Seit einigen Jahren erregen zwei französische Schriftsteller in Europa Aufsehen um sich. Ihr Stil zeichnet sich durch nüchterne Drastik aus, die Allzumenschliches berechnend sprengt. Ihr Stil ist der eines Pyrotechnikers, der Abschaffenswertes abschafft. Ihr Verfahren ist selbstbezüglich. Einer der beiden präzisiert dieses Verfahren in Anlehnung an den Lehrer Pierre Bourdieu. Er sagt, eine Autosozialanalyse ist etwas Anderes als eine Autobiografie. Das ist richtig. Das Erste geht auf die Suche nach sozialen Wahrheiten, die sich als Mahnmale der Subjektivität aufprägen. Das Letzte leitet die egozentrische Wende der Welt um das eigene Selbst ein, damit der Subjektivität beim Rückblick auf das gelebte Leben durch ein Selbstporträt aus Worten geschmeichelt wird.

Beide Schriftsteller sind überaus erfolgreich und kommen aus der französischen Arbeiterklasse, aus Reims und aus der Picardie. Sie bestechen mit der Radikalität, mit der sie die zentrifugalen Kräfte der sozialen Wirklichkeit auflesen. Das schockiert, macht Unsichtbares sichtbar. Mithin schreiben beide über dasselbe Thema: soziale Gewalt, die in den Wäldern der Klassengesellschaft überall lauert. Das zeigen sie. Die Gewalt grinst uns täglich an. Darin spottet unser Dasein unserem Selbst. Die Rede ist von Didier Eribon und Édouard Louis. Beide beziehen die literarische Technik und das literarische Rüstzeug, die sie in den Stand setzen, ihr individuelles Bewusstsein als Produkt ihres gesellschaftliches Seins darstellbar zu machen, von Annie Ernaux. Sie scheint die Königin autosozialbiografischer Literatur zu sein und ist offensichtlich die literarische Ziehmutter von Eribon und Louis. Es ist geboten, sich diese Linie zu merken: Ernaux-Eribon-Louis. Denn letztere werden mit ihrer konfrontativen Literatur ganz sicher die Gegenwart noch lange begleiten und dieselben sind in Gänze nur mit Blick auf Ernaux verständlich, von der kürzlich im deutschen Buchhandel »Erinnerungen eines Mädchens« erschienen ist.
== == ==
• **Aufgaben**:
- 1) Schreib aus dem Text über Ernaux, Eribon und Louis den Abschnitt von „Seit einigen Jahren“ bis „Worten geschmeichelt wird.“ wortgetreu ab.
- 2) Welches Buch von Annie Ernaux ist laut dem Text über Ernaux, Eribon und Louis kürzlich im deutschen Buchhandel erschienen?
- 3) Führe den Text über Ernaux, Eribon und Louis nach seinem letzten Satz weiter.
Die Einträge stehen für sich und gehören nicht zum Text über Ernaux, Eribon und Louis.

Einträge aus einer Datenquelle
== == ==
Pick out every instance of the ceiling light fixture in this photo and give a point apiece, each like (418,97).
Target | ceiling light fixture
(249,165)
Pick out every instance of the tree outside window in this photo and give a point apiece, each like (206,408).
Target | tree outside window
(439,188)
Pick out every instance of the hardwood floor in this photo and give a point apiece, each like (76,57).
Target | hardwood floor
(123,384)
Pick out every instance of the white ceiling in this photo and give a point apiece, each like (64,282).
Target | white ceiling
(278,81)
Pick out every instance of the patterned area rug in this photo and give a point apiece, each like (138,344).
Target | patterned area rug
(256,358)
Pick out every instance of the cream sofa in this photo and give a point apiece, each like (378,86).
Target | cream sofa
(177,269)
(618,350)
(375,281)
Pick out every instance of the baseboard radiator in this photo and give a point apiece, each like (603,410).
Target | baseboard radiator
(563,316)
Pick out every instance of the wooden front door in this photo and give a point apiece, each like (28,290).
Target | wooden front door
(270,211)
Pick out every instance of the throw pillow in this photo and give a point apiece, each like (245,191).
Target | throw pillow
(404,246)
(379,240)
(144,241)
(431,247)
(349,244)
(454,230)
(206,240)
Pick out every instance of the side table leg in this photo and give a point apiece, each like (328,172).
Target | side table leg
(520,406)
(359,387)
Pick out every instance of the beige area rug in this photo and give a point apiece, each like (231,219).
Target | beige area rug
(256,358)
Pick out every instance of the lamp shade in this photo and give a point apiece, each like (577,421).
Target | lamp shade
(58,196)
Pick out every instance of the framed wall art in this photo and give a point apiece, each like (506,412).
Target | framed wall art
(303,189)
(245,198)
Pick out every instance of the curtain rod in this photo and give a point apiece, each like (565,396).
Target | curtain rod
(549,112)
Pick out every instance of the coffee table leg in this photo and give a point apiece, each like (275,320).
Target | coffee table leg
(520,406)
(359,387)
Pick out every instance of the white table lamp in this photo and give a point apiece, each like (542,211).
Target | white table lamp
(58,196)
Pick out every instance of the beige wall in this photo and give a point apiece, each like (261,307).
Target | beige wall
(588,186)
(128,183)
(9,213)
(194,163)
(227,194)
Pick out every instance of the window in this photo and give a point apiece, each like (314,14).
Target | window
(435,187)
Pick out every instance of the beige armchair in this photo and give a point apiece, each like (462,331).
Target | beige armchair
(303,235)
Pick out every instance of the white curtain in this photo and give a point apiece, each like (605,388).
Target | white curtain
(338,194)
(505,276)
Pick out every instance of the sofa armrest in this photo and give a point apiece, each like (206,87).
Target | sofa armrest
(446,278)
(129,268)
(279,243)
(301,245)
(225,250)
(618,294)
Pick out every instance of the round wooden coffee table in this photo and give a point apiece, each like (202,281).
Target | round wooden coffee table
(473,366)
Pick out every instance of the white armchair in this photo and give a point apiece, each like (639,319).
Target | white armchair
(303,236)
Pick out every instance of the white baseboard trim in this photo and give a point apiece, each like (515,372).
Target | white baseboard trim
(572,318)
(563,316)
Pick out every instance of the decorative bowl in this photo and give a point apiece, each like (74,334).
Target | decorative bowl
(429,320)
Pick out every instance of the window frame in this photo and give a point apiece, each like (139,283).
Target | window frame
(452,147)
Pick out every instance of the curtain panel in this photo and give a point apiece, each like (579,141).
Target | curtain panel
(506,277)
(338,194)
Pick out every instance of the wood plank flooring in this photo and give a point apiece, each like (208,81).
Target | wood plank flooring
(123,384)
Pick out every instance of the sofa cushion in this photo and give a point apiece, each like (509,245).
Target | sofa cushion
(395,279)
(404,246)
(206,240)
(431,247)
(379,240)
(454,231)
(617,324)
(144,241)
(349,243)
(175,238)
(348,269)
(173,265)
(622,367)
== == ==
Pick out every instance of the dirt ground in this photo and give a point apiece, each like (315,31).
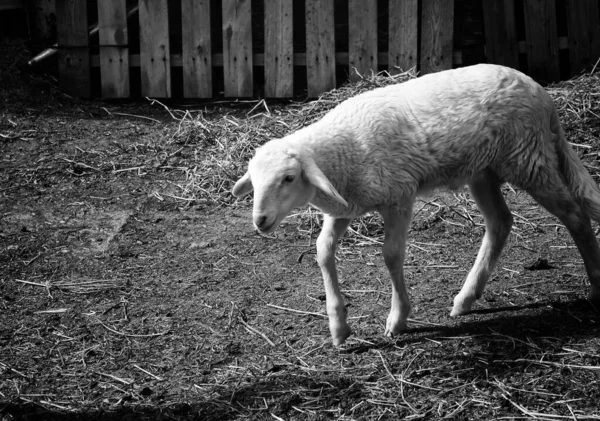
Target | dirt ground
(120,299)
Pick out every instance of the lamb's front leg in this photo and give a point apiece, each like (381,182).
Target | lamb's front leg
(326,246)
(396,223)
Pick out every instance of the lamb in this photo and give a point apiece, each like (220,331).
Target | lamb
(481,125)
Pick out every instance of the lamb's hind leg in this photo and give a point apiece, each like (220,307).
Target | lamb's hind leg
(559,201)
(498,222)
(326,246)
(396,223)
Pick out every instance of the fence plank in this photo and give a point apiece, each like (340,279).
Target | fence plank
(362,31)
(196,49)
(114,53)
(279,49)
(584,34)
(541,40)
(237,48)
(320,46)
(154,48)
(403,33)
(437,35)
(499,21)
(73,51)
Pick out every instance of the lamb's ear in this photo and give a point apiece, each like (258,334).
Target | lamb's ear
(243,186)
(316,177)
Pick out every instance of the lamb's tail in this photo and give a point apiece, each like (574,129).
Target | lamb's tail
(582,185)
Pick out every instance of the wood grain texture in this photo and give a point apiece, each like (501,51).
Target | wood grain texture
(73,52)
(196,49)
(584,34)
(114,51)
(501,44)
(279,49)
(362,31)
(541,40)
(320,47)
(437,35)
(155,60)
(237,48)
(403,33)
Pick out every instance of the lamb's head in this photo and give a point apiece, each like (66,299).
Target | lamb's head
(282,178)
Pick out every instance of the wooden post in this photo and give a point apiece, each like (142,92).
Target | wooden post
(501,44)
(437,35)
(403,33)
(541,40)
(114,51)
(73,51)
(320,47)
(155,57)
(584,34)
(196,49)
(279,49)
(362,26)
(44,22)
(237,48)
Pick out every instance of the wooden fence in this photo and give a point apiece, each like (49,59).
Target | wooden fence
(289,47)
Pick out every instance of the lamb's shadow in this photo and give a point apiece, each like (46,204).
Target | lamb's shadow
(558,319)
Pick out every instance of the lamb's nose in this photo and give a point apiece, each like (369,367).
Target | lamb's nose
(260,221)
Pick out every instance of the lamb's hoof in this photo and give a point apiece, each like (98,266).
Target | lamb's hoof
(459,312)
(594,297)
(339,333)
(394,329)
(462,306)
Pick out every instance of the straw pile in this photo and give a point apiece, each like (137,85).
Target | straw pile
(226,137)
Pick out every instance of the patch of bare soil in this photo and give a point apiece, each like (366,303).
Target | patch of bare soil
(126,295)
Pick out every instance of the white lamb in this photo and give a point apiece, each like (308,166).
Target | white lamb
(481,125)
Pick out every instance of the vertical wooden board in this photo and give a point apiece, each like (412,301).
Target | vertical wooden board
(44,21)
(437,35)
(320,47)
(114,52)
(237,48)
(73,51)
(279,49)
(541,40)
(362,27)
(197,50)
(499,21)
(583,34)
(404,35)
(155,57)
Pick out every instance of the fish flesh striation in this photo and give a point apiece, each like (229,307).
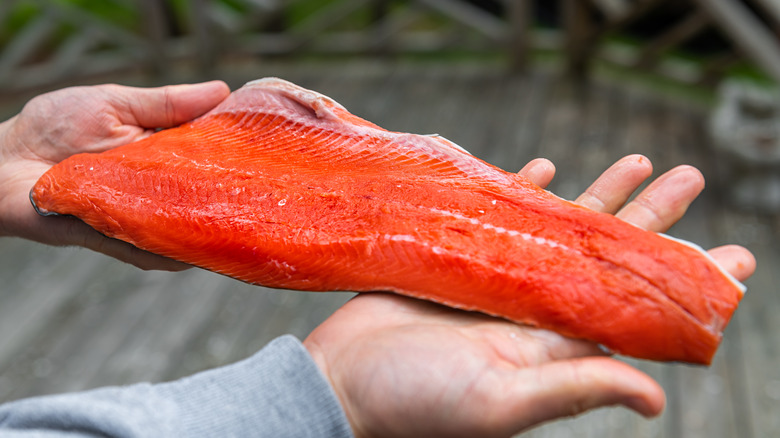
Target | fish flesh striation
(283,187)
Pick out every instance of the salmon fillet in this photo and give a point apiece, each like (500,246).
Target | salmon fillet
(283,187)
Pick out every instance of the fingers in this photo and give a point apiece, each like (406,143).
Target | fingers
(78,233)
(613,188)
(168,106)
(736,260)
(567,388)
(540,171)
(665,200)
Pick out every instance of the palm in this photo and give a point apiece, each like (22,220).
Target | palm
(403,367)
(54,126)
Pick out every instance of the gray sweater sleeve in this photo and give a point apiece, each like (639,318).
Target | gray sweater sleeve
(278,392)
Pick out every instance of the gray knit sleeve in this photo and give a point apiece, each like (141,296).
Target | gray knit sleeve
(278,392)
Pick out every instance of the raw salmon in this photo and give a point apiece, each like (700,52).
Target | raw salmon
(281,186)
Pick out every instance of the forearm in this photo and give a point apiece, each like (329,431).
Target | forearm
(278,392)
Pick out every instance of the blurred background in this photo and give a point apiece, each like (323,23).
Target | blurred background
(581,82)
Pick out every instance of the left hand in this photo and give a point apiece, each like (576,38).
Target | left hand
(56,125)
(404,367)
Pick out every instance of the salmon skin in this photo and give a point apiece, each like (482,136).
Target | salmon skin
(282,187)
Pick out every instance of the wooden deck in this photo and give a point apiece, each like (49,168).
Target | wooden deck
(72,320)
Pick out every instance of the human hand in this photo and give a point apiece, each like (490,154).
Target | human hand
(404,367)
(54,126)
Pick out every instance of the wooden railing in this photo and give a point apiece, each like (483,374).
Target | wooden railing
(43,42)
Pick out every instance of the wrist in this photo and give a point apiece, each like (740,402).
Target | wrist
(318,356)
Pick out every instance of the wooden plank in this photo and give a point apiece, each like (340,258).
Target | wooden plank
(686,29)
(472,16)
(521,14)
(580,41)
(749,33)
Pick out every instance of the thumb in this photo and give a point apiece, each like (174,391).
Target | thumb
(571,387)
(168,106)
== == ==
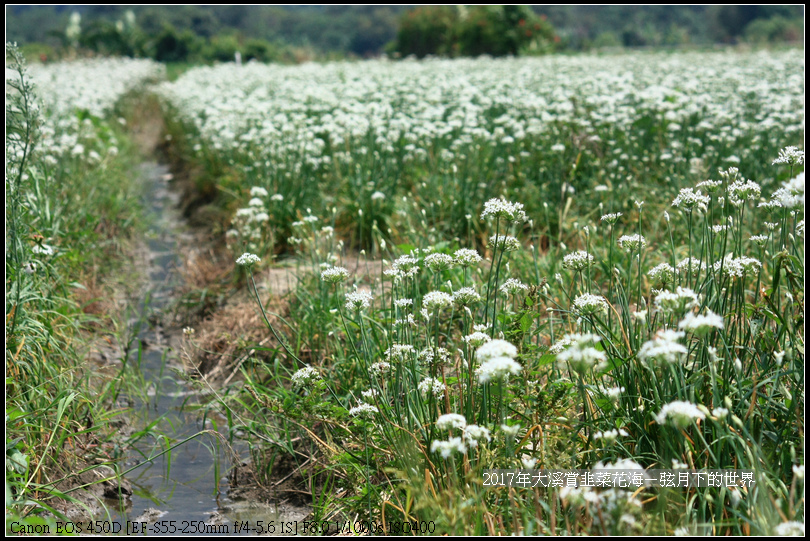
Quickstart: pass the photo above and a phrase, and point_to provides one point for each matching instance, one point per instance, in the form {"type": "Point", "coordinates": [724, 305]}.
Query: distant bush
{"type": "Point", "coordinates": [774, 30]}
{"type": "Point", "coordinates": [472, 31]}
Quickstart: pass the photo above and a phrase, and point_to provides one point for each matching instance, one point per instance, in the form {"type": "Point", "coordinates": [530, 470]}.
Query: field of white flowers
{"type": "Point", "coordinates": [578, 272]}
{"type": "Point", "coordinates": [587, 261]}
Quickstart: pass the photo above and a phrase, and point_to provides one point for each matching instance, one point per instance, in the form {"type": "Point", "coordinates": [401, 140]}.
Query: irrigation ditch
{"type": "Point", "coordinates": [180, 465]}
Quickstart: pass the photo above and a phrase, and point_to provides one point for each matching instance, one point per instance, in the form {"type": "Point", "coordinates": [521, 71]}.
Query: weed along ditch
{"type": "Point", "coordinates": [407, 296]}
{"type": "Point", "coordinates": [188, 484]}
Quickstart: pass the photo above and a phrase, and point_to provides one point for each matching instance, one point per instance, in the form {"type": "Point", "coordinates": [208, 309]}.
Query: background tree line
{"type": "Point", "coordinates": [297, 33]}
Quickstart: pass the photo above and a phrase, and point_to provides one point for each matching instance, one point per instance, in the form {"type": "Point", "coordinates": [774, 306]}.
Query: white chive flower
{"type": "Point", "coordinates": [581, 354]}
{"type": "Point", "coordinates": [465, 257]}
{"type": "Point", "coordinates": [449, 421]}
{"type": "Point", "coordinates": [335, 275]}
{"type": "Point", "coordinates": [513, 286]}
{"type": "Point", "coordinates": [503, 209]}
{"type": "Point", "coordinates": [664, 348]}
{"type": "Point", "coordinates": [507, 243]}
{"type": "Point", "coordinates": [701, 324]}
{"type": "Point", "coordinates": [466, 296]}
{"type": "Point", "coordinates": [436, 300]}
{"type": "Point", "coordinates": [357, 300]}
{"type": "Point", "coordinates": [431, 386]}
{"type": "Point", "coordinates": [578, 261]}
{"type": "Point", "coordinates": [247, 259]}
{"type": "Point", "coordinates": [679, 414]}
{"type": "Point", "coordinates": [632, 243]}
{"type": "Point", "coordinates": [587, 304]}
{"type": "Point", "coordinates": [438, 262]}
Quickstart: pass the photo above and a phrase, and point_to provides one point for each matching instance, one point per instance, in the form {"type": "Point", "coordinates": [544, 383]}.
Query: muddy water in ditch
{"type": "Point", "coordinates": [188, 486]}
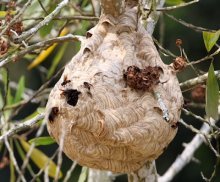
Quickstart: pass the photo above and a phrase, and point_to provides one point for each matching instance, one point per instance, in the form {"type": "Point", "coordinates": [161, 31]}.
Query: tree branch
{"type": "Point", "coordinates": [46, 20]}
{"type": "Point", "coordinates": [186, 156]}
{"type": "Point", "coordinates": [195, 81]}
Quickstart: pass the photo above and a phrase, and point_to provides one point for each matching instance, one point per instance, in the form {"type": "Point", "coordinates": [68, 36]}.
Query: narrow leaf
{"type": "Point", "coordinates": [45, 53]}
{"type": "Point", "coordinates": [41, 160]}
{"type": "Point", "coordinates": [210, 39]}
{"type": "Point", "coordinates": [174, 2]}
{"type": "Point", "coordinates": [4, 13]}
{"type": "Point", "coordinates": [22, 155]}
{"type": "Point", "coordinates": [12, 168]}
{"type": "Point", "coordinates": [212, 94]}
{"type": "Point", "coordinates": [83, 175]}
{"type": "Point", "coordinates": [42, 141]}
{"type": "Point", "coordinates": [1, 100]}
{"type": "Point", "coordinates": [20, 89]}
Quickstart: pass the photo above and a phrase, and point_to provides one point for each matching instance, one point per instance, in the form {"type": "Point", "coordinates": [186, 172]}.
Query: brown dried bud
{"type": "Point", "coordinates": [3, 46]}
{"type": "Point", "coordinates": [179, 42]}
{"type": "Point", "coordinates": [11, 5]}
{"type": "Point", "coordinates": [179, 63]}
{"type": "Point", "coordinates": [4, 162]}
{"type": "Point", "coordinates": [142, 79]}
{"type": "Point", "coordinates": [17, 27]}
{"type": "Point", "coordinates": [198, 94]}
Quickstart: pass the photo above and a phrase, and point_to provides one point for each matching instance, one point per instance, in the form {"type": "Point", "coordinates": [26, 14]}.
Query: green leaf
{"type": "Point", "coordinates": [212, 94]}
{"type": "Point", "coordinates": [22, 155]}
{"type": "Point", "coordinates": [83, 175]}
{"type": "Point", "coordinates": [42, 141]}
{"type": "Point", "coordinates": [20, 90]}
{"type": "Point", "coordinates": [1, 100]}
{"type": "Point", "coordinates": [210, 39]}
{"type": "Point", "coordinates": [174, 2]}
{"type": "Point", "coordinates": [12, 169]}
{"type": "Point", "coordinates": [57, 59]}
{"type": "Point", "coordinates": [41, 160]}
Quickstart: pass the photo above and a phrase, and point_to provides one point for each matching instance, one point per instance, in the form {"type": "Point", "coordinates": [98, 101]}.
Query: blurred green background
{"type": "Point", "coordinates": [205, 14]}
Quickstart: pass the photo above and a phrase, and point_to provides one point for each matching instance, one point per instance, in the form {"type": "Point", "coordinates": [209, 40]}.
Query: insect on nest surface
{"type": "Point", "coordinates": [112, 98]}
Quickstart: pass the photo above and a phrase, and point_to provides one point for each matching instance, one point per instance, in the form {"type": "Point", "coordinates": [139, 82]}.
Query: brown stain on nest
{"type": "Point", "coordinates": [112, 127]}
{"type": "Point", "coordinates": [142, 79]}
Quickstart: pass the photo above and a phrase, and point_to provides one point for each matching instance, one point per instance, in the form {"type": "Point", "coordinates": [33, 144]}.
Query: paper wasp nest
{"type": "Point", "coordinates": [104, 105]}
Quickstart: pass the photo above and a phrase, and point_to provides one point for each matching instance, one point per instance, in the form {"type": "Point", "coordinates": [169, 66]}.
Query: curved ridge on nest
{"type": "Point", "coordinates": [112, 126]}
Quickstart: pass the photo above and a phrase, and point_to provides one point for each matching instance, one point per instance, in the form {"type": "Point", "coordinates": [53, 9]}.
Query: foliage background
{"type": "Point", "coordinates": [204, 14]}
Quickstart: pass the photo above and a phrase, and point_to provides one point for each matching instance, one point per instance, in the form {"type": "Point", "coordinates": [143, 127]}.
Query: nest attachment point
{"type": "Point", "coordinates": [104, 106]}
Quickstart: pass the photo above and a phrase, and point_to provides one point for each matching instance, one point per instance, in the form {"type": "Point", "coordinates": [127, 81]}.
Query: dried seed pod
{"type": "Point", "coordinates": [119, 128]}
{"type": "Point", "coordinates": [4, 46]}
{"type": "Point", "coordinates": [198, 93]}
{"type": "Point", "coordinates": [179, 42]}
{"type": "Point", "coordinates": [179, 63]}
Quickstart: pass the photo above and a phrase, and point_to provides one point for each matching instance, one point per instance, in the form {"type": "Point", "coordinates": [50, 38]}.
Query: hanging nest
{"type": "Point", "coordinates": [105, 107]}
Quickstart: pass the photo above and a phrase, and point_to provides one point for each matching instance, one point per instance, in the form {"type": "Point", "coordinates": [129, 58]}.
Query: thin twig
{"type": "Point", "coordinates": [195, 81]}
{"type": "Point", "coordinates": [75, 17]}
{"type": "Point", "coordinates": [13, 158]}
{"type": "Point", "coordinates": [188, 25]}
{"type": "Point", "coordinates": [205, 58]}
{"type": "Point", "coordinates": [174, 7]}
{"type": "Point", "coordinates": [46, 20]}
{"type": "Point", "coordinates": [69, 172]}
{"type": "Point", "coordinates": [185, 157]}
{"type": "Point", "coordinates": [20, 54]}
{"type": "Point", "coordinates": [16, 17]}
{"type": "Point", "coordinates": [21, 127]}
== == ==
• **Antworten**:
- 1)
Seit einigen Jahren erregen zwei französische Schriftsteller in Europa Aufsehen um sich. Ihr Stil zeichnet sich durch nüchterne Drastik aus, die Allzumenschliches berechnend sprengt. Ihr Stil ist der eines Pyrotechnikers, der Abschaffenswertes abschafft. Ihr Verfahren ist selbstbezüglich. Einer der beiden präzisiert dieses Verfahren in Anlehnung an den Lehrer Pierre Bourdieu. Er sagt, eine Autosozialanalyse ist etwas Anderes als eine Autobiografie. Das ist richtig. Das Erste geht auf die Suche nach sozialen Wahrheiten, die sich als Mahnmale der Subjektivität aufprägen. Das Letzte leitet die egozentrische Wende der Welt um das eigene Selbst ein, damit der Subjektivität beim Rückblick auf das gelebte Leben durch ein Selbstporträt aus Worten geschmeichelt wird.

- 2) »Erinnerungen eines Mädchens«

- 3)
Annie Ernaux ist eine Ich-Erzählerin par excellence

Die Unbestechlichkeit ihrer Technik, die sozialen Chiffren ihres Lebens zu dechiffrieren, zeigt sich beispielhaft in »Sich verlieren – Die Geschichte einer Obsession«. Die äußere Welt im Sinne eines naturalistischen Raums ist kaum präsent, ebenso wie bei Eribon und Louis. Vielmehr ist die Aufmerksamkeit auf das im Raum Wirkende abgestellt; die Gesten und Details, Bewegungen und Körperzeichen, Worte und Leidenschaften, die sie in ihrem Ich einfängt. Darin leuchtet die Lebendigkeit menschlicher und gesellschaftlicher Widersprüche hervor. Ernaux ist Realistin. Sie erzählt vom Wirkungszusammenhang der Dinge, nicht vom Schwindel einer naturgegebenen Seinsordnung in Raum und Zeit.
»Sich verlieren« ist ein glänzender Einstieg in die literarische Brillanz von Ernaux, die den sozialen Text, der der Welt eingeschrieben ist, im Schmelztiegel des Ichs lesbar macht. Der Vorteil in der Spiegelung der Welt im Ich liegt in der Betroffenheit, die diese Technik im Leser erzeugt. Das Ich ist kein isoliertes. Es ist Bespiegelung der Welt, ebenso wie die Welt Bespiegelung des Ichs wird. So zeigen Schriftsteller wie Ernaux, dass die Subjekt-Objekt-Einheit ein Dynamisches in Form eines Subjekt-Objekt-Verhältnisses ist. Sie greifen dieses Verhältnis von der Seite des Subjekts auf, ohne dabei in die Einseitigkeit des Ichs oder der des Objektiven zurückzufallen. Der Verlust der ganzen Wahrheit ist immer der Preis solcher Einseitigkeiten.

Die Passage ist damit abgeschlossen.